**LIST OF TASKS:**
(A) Reproduce the passage of the Paris blog post that begins at the words "The next day we took" and ends after the words "gotta tell ya.", preserving its exact wording.
(B) According to the Paris blog post below, how often does the Eiffel Tower sparkle?
(C) Extend the Paris blog post below by writing the next part, starting after its final line.

Monday, March 26, 2012

Ode to Paris

This is my form of an unstructured ode to Paris, one of the best cities in all the land. A city of butter, love, crepes, history, shopping and chocolate. It sounds fabulous, and I assure you, it is. We arrived in Paris late Tuesday night and took the metro right to the Eiffel Tower to see the light show (the Eiffel Tower sparkles every hour on the hour). We emerged from the Trocadero metro station and there it was; all lit up and even more grandiose than it is in movies. I'll admit, I teared up a bit.

Look at it. I could look at it all day. I snapped a trillion photos, so you're lucky that I'm only posting one. The next day we did a walking tour of the city that included Notre Dame, the Latin Quarter, the lock bridge, the Louvre and pretty much everything else. The lock bridge, or Pont des Artes as it's actually called, is this bridge that crosses the Siene and goes straight to the Louvre that is covered with padlocks that have couples name's written on them. Just adds to the whole "city of love" vibe.


That's us being pyramids in front of the pyramids at the Louvre! I'm lucky to have found friends that are as corny as I am. Our tour guide said that a lot of Parisians don't like the pyramids because they disrupt the elegance of the square. I think they're great - they represent the entire city. Modernity surrounded by history. Sometimes I'm so profound I even shock myself.

The next day we took a train to the Palace of Versailles and climbed to the top of the Eiffel Tower. And by climbed I mean we took an elevator (our feet hurt, the line was shorter, and we're generally lazy). You could see out for miles, the city is so much bigger than it seems! Versailles was stunning. We just don't have palaces like that. We also never had a monarchy, so I guess it makes sense. Afterward we made our way on over to the Champs-Elysses and the Arc du Triomphe to shop around and chill out for a bit. It's exhausting being a euro traveler, I gotta tell ya.

(yum nutella crepe with whipped cream)

Now, about the food. I had the highest of high expectations. All semester, I've been reading these pieces in my food writing class about how people go to Paris for the first time, walk into any random bistro, and have the meal of their life. How food in Paris is in a league of its own. Well my friends, it is not. The first night we ate in in the hostel; chicken fingers and nachos. Granted it was pretty late and we were rushing to go see the Eiffel Tower, but still. The next night we were rushing again, ran into some random place by the Sacre Coeur, and had steak frites. It was not good. I think they ran out and bought McDonalds fries and threw them next to a once-frozen slab of unidentified beef. It wasn't until our last day there (that sounds so dramatic we were only there for two days), that I finally had real, delicious Paris food.

(the Mont Blanc at Angelina)

**EXTRACTED ENTRIES:**
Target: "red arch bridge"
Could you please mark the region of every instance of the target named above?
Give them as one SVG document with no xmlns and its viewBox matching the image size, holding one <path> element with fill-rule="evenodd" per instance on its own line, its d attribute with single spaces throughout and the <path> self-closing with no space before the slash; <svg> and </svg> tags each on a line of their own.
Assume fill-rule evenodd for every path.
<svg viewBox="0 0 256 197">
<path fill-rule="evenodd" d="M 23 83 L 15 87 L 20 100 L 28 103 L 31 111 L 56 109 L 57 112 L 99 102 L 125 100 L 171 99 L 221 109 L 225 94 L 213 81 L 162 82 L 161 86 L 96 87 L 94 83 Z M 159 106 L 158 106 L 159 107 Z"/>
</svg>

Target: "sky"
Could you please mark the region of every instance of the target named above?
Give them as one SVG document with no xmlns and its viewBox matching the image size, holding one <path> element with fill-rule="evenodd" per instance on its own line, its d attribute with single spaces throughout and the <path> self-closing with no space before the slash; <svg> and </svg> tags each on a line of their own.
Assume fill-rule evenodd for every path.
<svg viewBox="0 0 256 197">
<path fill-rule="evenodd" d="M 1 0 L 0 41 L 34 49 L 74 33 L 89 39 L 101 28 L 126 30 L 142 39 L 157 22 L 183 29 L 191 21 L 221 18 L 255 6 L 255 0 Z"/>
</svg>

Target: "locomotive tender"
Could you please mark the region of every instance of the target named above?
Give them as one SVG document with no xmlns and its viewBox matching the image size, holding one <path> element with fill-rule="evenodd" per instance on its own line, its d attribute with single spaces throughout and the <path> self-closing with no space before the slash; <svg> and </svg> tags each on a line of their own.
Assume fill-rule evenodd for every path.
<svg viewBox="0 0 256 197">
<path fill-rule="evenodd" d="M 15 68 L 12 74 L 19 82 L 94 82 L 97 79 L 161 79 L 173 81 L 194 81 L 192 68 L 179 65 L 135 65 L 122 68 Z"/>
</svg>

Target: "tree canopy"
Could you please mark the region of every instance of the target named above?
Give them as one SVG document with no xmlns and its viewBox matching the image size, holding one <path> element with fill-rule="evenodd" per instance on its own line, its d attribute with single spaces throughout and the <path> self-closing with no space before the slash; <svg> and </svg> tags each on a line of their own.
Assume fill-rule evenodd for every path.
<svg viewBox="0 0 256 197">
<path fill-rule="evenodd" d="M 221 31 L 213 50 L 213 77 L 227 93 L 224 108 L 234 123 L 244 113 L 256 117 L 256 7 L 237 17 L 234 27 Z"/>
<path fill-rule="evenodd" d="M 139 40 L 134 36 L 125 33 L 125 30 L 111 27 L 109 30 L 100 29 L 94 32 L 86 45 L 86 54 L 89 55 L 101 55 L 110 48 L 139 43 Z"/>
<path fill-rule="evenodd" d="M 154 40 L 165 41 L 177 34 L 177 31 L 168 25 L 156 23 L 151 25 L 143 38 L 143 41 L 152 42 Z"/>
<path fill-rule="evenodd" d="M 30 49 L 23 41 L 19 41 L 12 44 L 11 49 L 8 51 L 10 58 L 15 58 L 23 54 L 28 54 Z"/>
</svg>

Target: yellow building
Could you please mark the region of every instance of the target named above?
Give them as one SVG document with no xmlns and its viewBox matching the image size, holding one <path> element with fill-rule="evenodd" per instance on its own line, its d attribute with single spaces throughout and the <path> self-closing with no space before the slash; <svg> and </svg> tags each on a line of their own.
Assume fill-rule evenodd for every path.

**TASK-BY-TASK RESULTS:**
(A)
The next day we took a train to the Palace of Versailles and climbed to the top of the Eiffel Tower. And by climbed I mean we took an elevator (our feet hurt, the line was shorter, and we're generally lazy). You could see out for miles, the city is so much bigger than it seems! Versailles was stunning. We just don't have palaces like that. We also never had a monarchy, so I guess it makes sense. Afterward we made our way on over to the Champs-Elysses and the Arc du Triomphe to shop around and chill out for a bit. It's exhausting being a euro traveler, I gotta tell ya.

(B) Every hour on the hour.

(C)
Everyone and their mother told me to go to Angelina, a world-renowned dessert place located in the heart of Paris. They're famous for their hot chocolate and the above dessert, the Mont Blanc. The restaurant itself is beautiful; very old, Parisian glamour. The desserts, however, are modern. You won't find a chocolate lava tort or a slice of cake or pie. What you will find are meticulously crafted desserts, all with the perfect pairings of flavors and textures. The Mont Blanc was my favorite. It's a meringue cookie piled high with chestnut puree and fresh whipped cream, surrounded by a type of chocolate paste (similar texture to that of marzipan). We also enjoyed a dark chocolate and raspberry tarte, topped with vanilla bean whipped cream, and a gelatinous apple confection that sat atop layers of flaky pastry. And the hot chocolate. The famous Chocolate L'Africain is practically chocolate fondue. They serve it with fresh whipped cream and when the two combine, there are no words.

(why yes, those are snails!)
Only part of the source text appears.